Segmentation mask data
============================================================

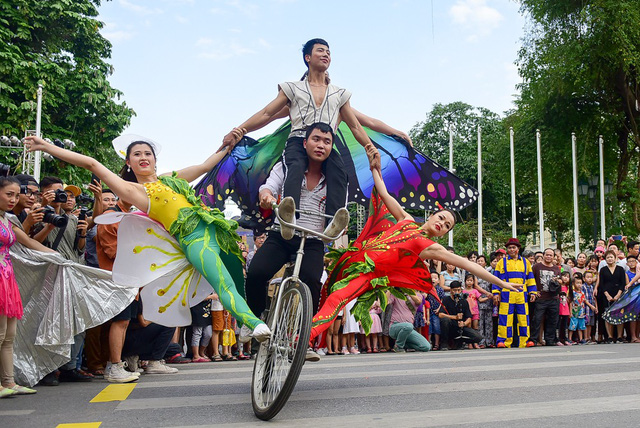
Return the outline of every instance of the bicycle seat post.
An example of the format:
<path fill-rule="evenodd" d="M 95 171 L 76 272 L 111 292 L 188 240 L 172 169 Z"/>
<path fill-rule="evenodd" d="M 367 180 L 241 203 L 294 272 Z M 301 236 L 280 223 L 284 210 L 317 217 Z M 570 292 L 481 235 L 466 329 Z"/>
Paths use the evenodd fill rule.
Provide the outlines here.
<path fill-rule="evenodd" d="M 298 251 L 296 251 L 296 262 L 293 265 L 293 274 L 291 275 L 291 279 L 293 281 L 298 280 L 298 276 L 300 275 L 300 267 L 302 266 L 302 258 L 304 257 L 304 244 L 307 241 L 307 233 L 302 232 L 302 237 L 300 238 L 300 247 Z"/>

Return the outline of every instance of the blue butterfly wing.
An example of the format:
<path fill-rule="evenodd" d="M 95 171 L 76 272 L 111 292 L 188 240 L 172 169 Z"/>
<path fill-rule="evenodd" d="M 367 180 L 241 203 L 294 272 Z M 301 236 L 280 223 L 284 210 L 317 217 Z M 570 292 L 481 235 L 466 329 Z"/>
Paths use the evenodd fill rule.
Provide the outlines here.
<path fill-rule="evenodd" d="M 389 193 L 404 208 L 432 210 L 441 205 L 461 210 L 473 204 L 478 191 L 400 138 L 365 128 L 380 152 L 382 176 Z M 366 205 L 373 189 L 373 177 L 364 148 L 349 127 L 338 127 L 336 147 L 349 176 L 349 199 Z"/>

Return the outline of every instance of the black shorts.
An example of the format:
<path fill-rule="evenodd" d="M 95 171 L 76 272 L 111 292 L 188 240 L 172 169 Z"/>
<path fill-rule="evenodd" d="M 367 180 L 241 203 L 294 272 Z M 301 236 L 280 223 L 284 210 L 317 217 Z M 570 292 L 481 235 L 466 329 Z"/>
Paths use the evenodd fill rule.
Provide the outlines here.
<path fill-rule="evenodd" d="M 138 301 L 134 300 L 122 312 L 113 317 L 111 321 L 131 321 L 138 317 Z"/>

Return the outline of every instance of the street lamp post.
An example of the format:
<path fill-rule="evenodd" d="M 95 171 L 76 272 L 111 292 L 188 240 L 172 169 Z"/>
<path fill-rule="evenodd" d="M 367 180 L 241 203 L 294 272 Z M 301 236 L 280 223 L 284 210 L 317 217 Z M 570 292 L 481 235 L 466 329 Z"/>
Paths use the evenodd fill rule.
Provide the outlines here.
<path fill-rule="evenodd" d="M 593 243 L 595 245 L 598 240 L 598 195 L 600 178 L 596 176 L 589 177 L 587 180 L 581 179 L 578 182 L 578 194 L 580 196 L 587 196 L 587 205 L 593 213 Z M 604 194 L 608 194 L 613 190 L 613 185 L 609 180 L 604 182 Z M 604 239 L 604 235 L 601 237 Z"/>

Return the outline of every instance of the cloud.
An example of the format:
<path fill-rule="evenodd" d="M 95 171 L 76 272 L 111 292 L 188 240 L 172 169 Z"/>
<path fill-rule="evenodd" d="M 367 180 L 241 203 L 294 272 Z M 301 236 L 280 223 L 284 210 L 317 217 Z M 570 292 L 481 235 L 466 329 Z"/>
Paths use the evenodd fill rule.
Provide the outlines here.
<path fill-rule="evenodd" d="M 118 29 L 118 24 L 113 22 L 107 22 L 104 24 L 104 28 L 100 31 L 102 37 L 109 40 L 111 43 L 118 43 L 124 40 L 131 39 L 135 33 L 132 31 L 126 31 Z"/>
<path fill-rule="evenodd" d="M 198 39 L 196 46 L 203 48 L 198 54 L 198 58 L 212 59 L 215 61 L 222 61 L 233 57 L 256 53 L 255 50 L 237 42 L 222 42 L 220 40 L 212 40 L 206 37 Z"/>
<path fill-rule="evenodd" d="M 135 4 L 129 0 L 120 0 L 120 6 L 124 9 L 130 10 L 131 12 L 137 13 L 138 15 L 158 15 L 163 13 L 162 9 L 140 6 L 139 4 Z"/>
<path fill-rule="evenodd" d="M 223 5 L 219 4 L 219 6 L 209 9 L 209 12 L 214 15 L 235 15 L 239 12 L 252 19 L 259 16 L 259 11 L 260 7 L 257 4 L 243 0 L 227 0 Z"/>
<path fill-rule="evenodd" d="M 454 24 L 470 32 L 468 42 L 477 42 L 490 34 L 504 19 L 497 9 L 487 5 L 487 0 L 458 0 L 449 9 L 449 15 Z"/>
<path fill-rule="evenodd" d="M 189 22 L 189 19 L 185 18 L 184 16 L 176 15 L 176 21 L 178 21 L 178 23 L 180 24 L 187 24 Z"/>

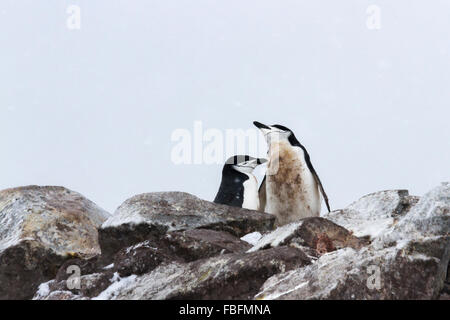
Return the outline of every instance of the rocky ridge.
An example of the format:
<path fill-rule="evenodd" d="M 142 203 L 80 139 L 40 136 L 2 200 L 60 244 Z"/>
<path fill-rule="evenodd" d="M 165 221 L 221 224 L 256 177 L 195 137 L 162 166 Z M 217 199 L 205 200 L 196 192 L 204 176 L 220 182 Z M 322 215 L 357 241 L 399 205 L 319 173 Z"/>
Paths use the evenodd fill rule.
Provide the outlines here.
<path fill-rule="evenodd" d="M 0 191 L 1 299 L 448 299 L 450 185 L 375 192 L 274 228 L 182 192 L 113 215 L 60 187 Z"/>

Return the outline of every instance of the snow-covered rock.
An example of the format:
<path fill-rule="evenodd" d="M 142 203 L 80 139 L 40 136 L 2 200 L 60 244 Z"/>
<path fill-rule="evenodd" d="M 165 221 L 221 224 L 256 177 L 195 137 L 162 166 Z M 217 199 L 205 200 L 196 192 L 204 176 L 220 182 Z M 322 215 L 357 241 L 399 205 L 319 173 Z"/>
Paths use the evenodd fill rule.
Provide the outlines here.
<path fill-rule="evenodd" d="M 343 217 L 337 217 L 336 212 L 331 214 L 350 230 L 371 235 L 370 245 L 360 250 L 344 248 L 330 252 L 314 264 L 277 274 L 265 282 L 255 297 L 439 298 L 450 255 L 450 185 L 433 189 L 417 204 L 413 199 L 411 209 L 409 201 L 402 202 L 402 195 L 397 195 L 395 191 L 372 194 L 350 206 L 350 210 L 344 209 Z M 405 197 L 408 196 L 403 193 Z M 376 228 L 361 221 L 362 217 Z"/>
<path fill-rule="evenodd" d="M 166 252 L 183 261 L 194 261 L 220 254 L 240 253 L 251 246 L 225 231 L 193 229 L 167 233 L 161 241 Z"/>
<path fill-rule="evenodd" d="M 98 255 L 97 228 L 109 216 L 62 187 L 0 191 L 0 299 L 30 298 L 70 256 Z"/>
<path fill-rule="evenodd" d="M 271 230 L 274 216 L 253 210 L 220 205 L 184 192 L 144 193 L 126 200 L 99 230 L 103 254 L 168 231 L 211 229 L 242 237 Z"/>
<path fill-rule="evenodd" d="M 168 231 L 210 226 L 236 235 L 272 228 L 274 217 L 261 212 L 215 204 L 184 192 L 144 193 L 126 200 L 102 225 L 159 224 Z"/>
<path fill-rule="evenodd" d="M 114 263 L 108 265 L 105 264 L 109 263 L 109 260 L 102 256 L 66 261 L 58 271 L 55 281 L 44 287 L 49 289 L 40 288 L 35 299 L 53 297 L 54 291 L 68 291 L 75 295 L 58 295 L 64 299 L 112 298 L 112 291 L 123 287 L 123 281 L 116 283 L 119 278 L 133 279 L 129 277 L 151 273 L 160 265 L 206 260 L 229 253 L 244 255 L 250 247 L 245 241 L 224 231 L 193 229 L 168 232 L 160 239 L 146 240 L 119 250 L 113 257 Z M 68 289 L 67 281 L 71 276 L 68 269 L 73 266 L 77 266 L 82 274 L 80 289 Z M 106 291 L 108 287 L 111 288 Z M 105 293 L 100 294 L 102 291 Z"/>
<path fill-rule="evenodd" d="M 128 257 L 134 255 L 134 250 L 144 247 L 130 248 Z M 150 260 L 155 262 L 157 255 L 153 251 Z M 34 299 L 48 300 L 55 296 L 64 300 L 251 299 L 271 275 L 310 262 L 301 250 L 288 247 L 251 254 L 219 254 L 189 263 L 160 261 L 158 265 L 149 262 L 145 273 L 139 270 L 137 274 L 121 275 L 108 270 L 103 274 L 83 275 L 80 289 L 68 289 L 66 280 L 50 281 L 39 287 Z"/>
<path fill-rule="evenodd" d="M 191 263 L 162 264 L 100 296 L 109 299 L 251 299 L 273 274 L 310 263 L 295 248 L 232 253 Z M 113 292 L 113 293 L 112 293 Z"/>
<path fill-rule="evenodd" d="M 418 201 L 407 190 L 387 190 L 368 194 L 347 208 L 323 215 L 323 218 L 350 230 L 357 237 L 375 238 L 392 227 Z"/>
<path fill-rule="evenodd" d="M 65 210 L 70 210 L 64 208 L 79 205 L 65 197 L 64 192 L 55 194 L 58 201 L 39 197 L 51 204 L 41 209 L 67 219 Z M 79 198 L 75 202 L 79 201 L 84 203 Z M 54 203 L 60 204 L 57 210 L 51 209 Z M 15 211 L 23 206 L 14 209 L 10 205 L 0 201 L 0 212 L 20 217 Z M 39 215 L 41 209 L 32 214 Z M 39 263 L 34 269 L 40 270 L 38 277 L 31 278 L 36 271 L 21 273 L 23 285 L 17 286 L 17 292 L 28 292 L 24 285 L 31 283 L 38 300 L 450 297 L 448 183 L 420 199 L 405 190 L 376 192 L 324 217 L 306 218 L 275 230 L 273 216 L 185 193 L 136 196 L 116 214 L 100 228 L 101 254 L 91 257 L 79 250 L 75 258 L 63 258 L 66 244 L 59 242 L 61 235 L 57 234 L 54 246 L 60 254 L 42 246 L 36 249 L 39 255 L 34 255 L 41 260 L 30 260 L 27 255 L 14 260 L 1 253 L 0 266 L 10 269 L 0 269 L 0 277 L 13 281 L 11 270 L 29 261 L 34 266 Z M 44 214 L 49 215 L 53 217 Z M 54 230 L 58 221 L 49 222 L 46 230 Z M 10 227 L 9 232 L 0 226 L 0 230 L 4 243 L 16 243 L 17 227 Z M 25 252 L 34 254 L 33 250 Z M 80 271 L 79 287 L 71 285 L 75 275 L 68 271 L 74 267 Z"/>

============================================================

» EXERCISE
Your answer should be each line of the data that contains the word "Return", copied as it stands.

» ANSWER TO THIS PROBLEM
Return the outline of every instance of the bicycle seat post.
Return the outline of every instance of the blue butterfly wing.
Return the outline of every instance of the black shorts.
Return the outline of every instance of the street lamp post.
Return the outline of every instance of the cloud.
Return the outline of every instance of the rocky ridge.
Return the outline of every instance of the snow-covered rock.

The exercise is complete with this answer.